- Supplied material -
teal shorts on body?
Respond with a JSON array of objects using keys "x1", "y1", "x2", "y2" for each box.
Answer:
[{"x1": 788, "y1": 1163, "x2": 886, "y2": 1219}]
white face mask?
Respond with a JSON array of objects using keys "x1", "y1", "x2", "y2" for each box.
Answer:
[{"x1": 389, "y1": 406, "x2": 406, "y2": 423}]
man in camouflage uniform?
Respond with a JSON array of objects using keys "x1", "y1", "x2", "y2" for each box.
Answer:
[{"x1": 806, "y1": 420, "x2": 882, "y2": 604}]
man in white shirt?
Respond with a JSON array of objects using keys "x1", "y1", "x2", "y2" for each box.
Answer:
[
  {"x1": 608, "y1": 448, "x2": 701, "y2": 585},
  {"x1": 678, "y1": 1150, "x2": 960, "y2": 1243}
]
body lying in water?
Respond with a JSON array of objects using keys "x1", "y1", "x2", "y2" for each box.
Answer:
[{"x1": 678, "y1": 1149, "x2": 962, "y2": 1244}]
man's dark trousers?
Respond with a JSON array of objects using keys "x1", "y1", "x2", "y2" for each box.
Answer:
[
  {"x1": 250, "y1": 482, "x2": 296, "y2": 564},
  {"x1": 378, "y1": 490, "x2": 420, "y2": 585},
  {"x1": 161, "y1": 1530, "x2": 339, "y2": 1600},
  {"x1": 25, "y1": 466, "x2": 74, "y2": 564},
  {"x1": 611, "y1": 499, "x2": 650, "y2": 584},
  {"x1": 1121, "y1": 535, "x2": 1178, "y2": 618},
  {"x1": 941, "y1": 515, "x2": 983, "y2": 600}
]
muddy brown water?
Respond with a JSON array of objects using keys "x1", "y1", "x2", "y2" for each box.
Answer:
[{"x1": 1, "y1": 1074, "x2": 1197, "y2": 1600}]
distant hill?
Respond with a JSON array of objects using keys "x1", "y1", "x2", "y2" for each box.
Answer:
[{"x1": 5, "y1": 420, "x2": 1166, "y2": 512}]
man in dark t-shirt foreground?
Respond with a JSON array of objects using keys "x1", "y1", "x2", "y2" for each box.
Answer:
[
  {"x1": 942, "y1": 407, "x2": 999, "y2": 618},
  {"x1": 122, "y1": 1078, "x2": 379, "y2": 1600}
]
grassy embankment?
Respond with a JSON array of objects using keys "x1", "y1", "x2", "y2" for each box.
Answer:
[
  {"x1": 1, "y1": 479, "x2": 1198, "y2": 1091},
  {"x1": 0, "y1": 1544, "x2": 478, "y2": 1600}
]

- Activity -
Scan the records for lines that hold "dark", and reproduce each one you find.

- Answer section -
man's dark trousers?
man in dark t-shirt foreground?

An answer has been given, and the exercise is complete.